═════ Exercise data ═════

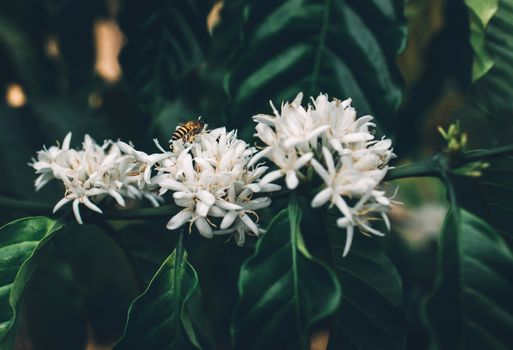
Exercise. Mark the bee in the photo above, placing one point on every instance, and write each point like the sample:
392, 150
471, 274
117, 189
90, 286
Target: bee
188, 130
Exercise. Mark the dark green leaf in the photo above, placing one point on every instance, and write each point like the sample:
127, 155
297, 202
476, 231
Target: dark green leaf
146, 248
283, 290
371, 315
471, 307
21, 242
346, 48
489, 196
480, 14
160, 318
494, 91
166, 41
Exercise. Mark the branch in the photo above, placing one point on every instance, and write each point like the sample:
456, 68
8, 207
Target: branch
25, 206
34, 208
426, 167
473, 156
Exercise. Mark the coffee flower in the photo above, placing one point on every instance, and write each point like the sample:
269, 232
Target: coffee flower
328, 136
91, 174
212, 181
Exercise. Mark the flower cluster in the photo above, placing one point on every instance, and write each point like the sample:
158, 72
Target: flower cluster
329, 137
212, 180
91, 174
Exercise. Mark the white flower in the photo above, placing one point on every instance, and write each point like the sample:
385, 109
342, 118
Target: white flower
91, 174
213, 181
329, 137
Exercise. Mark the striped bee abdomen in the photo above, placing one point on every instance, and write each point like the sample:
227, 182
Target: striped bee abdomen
188, 130
179, 133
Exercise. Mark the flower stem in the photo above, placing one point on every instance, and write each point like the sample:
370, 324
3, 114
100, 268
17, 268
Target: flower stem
141, 213
426, 167
14, 204
473, 156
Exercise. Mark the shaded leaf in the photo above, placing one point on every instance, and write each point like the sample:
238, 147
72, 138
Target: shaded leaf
166, 41
494, 91
480, 14
160, 317
471, 307
21, 242
371, 315
283, 290
489, 196
146, 247
344, 48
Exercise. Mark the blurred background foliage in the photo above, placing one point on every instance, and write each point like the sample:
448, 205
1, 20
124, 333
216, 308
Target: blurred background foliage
60, 72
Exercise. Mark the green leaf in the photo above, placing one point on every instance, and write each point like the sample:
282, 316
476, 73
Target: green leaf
494, 91
283, 290
489, 196
161, 318
345, 48
481, 13
471, 307
371, 315
166, 41
21, 243
146, 247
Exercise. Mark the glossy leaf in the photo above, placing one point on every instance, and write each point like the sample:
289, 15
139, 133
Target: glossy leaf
160, 317
494, 91
345, 48
283, 290
480, 14
471, 307
371, 315
489, 196
146, 247
21, 243
166, 40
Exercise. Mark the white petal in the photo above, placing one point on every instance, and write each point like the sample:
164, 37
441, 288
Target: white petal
66, 141
91, 206
258, 203
183, 195
179, 219
322, 197
357, 137
203, 227
342, 206
206, 197
119, 199
317, 131
297, 99
171, 184
152, 198
188, 168
202, 208
270, 177
249, 223
265, 133
259, 156
328, 158
221, 203
319, 169
291, 179
386, 220
228, 219
305, 158
216, 212
60, 204
76, 211
269, 188
147, 174
349, 239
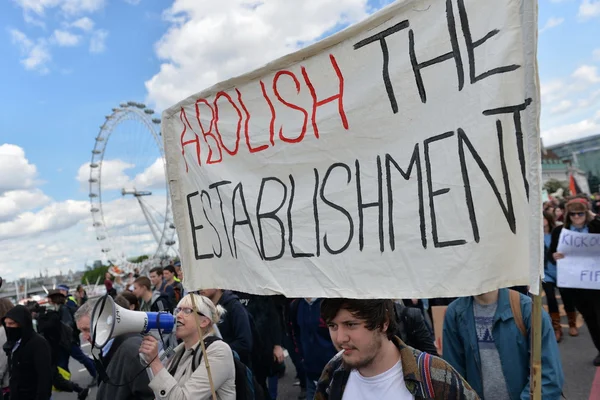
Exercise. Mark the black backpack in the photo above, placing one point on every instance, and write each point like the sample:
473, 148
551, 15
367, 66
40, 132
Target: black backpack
54, 330
246, 385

═════

◆ Short problem:
Please copy the items above word for word, leaving out the pictures.

◆ Result for this task:
Exercise. Mark the bee in the photo above, placing one point on every instance, and write each point like the sample:
392, 150
471, 274
117, 189
90, 286
Target: bee
188, 130
Exercise. Mark the dark green leaf in the photo above, placing one point on every instance, and write each point like the sample:
127, 155
297, 202
476, 231
Target: dark green leaf
146, 248
283, 290
371, 315
471, 307
21, 242
346, 48
489, 196
480, 14
160, 318
494, 91
166, 41
Exercise. Mark the branch in the photo above, placing one point on every instance, and write each point like the sample:
456, 68
8, 207
Target: branch
25, 206
34, 208
426, 167
473, 156
Exercise. Mark the coffee flower in the photo above, placing one point on every instance, and write each point like the sample:
269, 232
Target: coffee flower
328, 136
91, 174
212, 181
Exercise. Mark the flower cluster in the photo above, placing one point on every instance, and write each point like the sample:
158, 72
Target: flower cluster
329, 137
212, 180
91, 174
Exercise. Mark the white flower in the photo above, placing one point on every instance, and write each point like the sample:
385, 109
342, 118
Target: white flower
91, 174
213, 181
329, 137
Exercise. Mark the striped bee abdomen in the photo above, placing one point on every instance, and write each point like the sample:
227, 182
Target: striped bee abdomen
188, 130
179, 133
Exercise. Mark the flower stem in the photo above, placing one point on every instance, and write each point like the sample:
370, 324
3, 114
100, 268
17, 268
Target: flower stem
141, 213
426, 167
14, 204
473, 156
Exercise. Mark the shaded leaf in the photo above, placing one point on every instance, and write each point like the sample:
238, 147
72, 138
Target: shaded leaf
166, 41
494, 91
480, 14
160, 317
471, 307
21, 242
371, 315
283, 290
489, 196
146, 247
344, 48
Exercise. Mark the blurred background foliage in the photo above, placing one point on every instance, and write each point like the sample:
448, 205
1, 20
124, 333
216, 308
Target: blurred background foliage
60, 72
Exercise. Mark the green leaf in the photo above, placing one point on every instance, and write each point like the sample:
282, 316
476, 73
Target: green leaf
494, 91
283, 290
489, 196
161, 318
345, 48
481, 13
471, 307
371, 315
166, 41
21, 243
146, 247
Exercise. Mark the glossy leaf in the photo above, placing one point on every instance, and write each point like the sample:
289, 15
139, 133
Target: glossy leaf
160, 317
494, 91
345, 48
283, 290
480, 14
471, 307
371, 315
489, 196
146, 247
21, 243
166, 40
Exercise. Mark the white petal in the photo above, placing one point on every instance, and write each point like the sample:
164, 37
441, 288
Target: white petal
66, 141
91, 206
258, 203
183, 195
179, 219
322, 197
357, 137
203, 227
342, 206
206, 197
119, 199
317, 131
297, 99
171, 184
152, 198
188, 168
202, 208
270, 177
249, 223
265, 133
259, 156
328, 158
221, 203
319, 169
291, 179
386, 220
228, 219
305, 158
216, 212
60, 204
76, 211
269, 188
147, 174
349, 239
Exercise. Mark the black backpack in the photo above, placing one point on every instance, and write each point like the sample:
473, 148
551, 15
367, 66
40, 132
Target: black backpack
54, 330
246, 385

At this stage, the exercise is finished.